#### What the task asks
Update the lines from the one containing "of the grass" through the final line by swapping "sample" for "example" and leaving everything else unchanged.

#### Entries shown
——————————

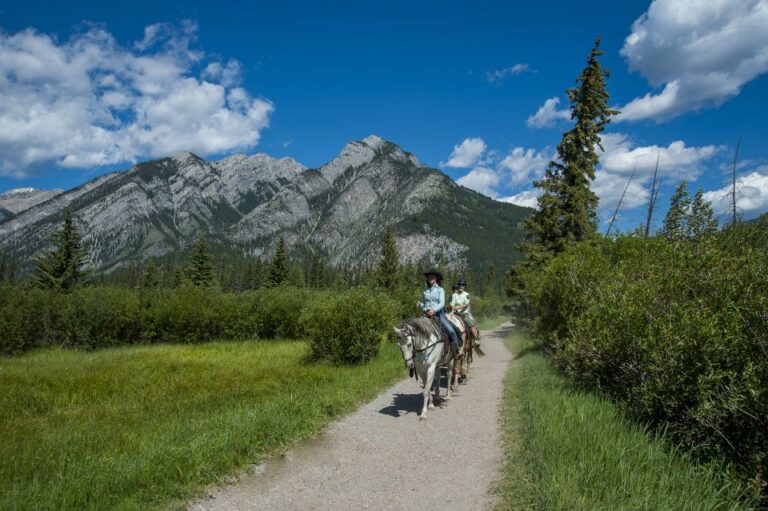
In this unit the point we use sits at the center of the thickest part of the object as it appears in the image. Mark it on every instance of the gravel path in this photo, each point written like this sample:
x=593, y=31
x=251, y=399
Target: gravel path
x=383, y=457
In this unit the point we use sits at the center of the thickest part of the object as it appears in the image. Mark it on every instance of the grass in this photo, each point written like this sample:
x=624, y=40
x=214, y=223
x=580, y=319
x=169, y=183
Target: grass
x=572, y=450
x=149, y=427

——————————

#### Output for this exercise
In this unit the point we use sits at the center of the thickest part of the object as it appears in the image. Mark it on every instance of the grass in this photo, each point written like this example:
x=624, y=40
x=214, y=223
x=580, y=319
x=169, y=183
Target: grass
x=572, y=450
x=149, y=427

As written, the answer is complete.